EXERCISE TASK » Rewrite all of the items below, replacing "dermoscopic image" with "photograph" throughout and leaving everything else unchanged. Omit the pictures from your answer.

[Dataset records]
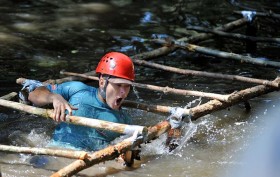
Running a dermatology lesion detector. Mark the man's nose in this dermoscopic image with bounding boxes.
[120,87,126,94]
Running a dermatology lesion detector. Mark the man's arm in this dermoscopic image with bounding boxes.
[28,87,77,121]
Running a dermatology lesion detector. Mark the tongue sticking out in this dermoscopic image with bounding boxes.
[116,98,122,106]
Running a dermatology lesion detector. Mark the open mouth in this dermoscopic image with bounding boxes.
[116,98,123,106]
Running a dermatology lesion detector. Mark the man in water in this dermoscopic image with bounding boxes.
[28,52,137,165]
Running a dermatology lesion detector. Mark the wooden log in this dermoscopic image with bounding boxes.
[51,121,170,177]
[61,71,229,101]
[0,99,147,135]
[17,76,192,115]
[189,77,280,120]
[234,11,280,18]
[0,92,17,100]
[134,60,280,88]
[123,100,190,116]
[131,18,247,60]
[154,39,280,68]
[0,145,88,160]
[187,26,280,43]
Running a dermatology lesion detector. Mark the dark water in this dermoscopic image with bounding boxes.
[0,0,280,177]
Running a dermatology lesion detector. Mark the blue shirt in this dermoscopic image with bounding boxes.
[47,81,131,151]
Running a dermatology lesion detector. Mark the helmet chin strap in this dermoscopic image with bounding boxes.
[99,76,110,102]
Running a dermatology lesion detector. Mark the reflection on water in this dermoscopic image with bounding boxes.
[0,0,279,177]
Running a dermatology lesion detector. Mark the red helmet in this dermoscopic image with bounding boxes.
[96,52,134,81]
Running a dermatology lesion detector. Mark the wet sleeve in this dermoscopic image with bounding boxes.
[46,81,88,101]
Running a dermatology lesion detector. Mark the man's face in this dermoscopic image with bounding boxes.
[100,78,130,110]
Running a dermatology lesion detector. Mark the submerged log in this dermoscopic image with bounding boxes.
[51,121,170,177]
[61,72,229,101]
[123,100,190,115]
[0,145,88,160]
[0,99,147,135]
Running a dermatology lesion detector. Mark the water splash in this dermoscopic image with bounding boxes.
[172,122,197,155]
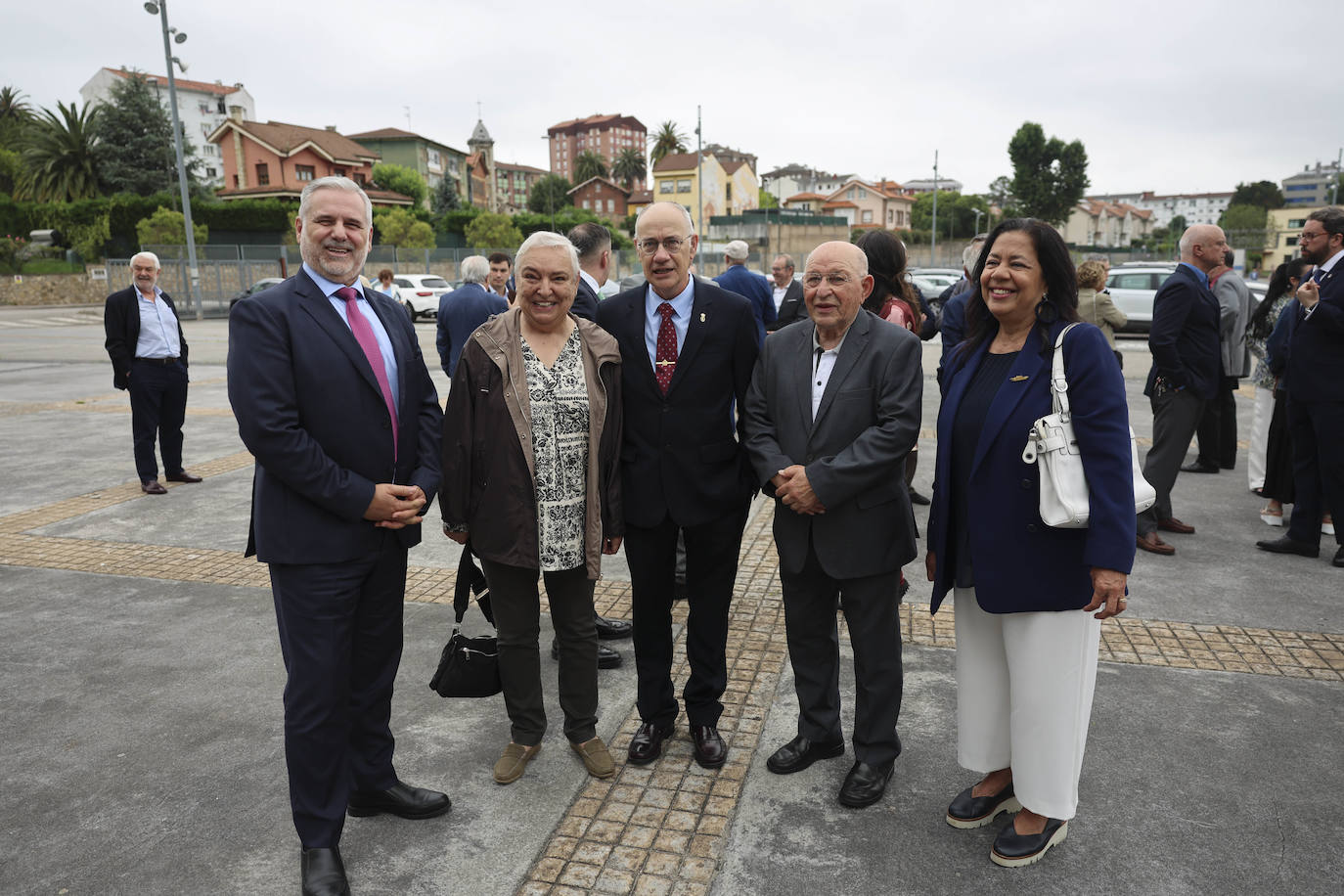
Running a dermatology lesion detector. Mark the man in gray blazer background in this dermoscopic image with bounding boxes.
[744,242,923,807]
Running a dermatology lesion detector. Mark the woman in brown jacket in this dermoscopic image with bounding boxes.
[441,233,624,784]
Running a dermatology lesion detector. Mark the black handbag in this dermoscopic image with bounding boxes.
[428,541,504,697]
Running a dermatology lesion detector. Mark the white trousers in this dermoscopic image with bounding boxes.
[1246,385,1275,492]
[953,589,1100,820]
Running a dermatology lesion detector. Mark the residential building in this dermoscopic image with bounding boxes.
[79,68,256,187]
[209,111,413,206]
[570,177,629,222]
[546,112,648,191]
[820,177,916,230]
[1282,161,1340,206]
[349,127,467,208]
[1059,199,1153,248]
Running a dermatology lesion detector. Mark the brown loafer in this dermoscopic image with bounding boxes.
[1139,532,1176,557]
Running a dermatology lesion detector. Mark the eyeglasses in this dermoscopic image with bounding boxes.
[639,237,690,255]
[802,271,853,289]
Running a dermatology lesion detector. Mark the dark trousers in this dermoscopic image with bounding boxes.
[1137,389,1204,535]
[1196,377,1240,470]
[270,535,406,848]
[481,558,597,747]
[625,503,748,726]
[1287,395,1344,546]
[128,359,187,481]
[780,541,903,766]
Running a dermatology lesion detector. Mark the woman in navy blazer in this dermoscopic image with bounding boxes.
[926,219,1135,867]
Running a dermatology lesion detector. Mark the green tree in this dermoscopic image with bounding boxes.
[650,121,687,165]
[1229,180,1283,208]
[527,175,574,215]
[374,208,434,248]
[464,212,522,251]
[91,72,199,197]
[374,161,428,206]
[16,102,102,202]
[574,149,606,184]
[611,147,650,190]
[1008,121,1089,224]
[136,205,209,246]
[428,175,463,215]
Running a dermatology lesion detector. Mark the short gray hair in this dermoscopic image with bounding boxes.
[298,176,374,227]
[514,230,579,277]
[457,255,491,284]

OUTPUT FOR THIS TASK »
Running a dermatology lesion detector. Mark the man's nose in this photograph with bounding boxes.
[120,87,126,94]
Running a dermatology lesion detector. Mark the man's arm in this photograph with bounding boxes.
[28,87,77,121]
Running a dermatology lesion detector. Mark the tongue sticking out in this photograph with bounding boxes.
[116,98,122,106]
Running a dermatology lesion detector. Mark the open mouth in this photograph with bounding boxes.
[116,98,123,106]
Running a dermatology lesion detector. Mark the man in water in this photograph with bounding boxes.
[28,52,137,165]
Running a dermatology lesion detector. Mark the wooden log in this photograph with bounding boxes.
[51,121,170,177]
[61,71,229,101]
[0,99,147,135]
[17,76,192,115]
[189,77,280,120]
[234,11,280,18]
[0,92,17,100]
[134,60,280,88]
[123,100,190,116]
[131,18,247,60]
[154,39,280,68]
[0,145,88,160]
[187,26,280,43]
Running a dermatology lesion detector. Mark the dark water in this photograph with bounding boxes.
[0,0,280,177]
Running a dermatology lesion detector. Mark the blue shirt in this photograph with bounding boxes.
[47,81,131,151]
Running a dermatology lesion detector. Mark the helmet chin strap in this photograph with bounding boxes.
[99,76,110,102]
Running a dermatology lesion detector. Mark the reflection on water in this photograph with bounding boxes.
[0,0,279,177]
Running a dermatology lesion detector. Mark the red helmet in this photograph with bounding boxes.
[96,52,134,81]
Running a dermatology lesion detector. Mark the wet sleeve in this photograph with bounding boxes.
[46,81,88,101]
Running a dermatology lesion detector. Mark the man's face in this photograph with bounding boxes.
[100,78,130,110]
Running a dermatology lesion detector. Mark the submerged log in this photograph with bounding boxes.
[51,121,170,177]
[61,72,229,101]
[123,100,190,115]
[0,145,88,160]
[0,99,147,135]
Running a dermatology lesion detector. Mark the water splash in this photograph with bounding boxes.
[172,122,197,155]
Running a dermatology lesion detector. Mark the man in gray blazer background in this photograph with bounding boxes.
[744,242,923,807]
Running a dermatology lesion detector. Mark the woman in brown jacket in this photograph with bounding boxes.
[441,233,624,784]
Running a dermatology lesion detector. Mark the black handbag in this photograph with bounding boxes.
[428,541,504,697]
Running a dermatology lesion detector. Mark the white trousers in this photograph with bounding boxes.
[1246,385,1275,492]
[953,589,1100,820]
Running a dermatology lesion detector. Mark the residential building in this photograph with bounding boxes.
[79,68,256,187]
[209,111,413,206]
[570,177,629,222]
[546,112,648,191]
[820,177,916,230]
[1282,161,1340,206]
[349,127,467,208]
[1059,199,1153,248]
Running a dermatology lesion detector. Mark the brown loafer in this photograph with bounding boxes.
[1139,532,1176,557]
Running a dermatology lesion detector. Mark the eyeglasses in this photograph with bounding boxes.
[639,237,690,255]
[802,271,853,289]
Running a dermatology lesion detector. Mark the dark trousers in this photograph with bounding boxes.
[1137,389,1204,535]
[1196,377,1240,470]
[270,535,406,848]
[481,558,597,747]
[625,503,748,726]
[1287,395,1344,546]
[128,359,187,481]
[780,541,903,766]
Running a dermatology lesion detector. Mark the woman in navy blazer in this photograph with bounding boxes.
[926,219,1135,867]
Running a dermatology lesion detector. Mark the green tree in this photograph with bounding boxes.
[650,121,687,165]
[1229,180,1283,208]
[527,175,574,215]
[374,208,434,248]
[464,212,522,251]
[91,72,199,197]
[374,161,428,206]
[16,102,102,202]
[574,149,606,184]
[611,147,650,190]
[1008,121,1089,224]
[136,205,209,246]
[428,175,463,215]
Running a dermatology lesion detector. Mark the short gray hair in this photograph with bounding boxes.
[298,176,374,227]
[514,230,579,277]
[457,255,491,284]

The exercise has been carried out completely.